### Page excerpt
--- --- ---

The FestVox projects (http://festvox.org) specifically deals with this issue and contains full documentation, disucssion, as wellas tools for designing, recording, building, and testing of new voices in new and currentl supported languages. If you are going to actual build a new synthetic voice you should read the festvox document itself
Building a new voice in a new language requires addressing the following
Before starting you must have a phoneset. This is often pre-defined due to the lexicon and/or waveform synthesizer that is to be used. Most languages have a phoneste already defined for them, though if this is a language that has had little computational the phoneset may not be defined complete for easy computational use. However wherever possible it is wise to use someone elses defined phoneste but do consider the possibility that it needs to be augment due to allophonic phenomena such as vowel reduction, flaps, palatalization etc.
The next area to consider is tokenization of text, assuming the desired language has a written form, if not you'll need to defined on. This can be relatively easy or not depending on the language. Chinese, Japanese and Thai (and others) do not use spaces between works so even simple tokenization is a non-trival process. There are statistical techniques that work for this but they require a lexicon of words in the language sproat96b. Other problems such as numbers, symbols, homographs etc require treatment. Note that although from a anglosized view treatment of text in the native writting system may seem no worth it, for it to be considered a TTS system for that language you must allow input to be in that writing system. This requirement may be non-trivial to answer if there are few computer fonts, or authoring tools for that language, but it should be seriously addressed.

--- --- ---

### Prompt 1
In the voice-building text, what activities do the FestVox tools cover for new voices?
### Prompt 2
Echo the listing of stored dataset items below, reproducing every line unchanged.

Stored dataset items
--- --- ---

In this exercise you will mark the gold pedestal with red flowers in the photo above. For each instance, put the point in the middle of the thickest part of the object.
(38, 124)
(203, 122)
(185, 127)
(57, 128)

--- --- ---

### Output 1
Designing, recording, building, and testing.

### Output 2
In this exercise you will mark the gold pedestal with red flowers in the photo above. For each instance, put the point in the middle of the thickest part of the object.
(38, 124)
(203, 122)
(185, 127)
(57, 128)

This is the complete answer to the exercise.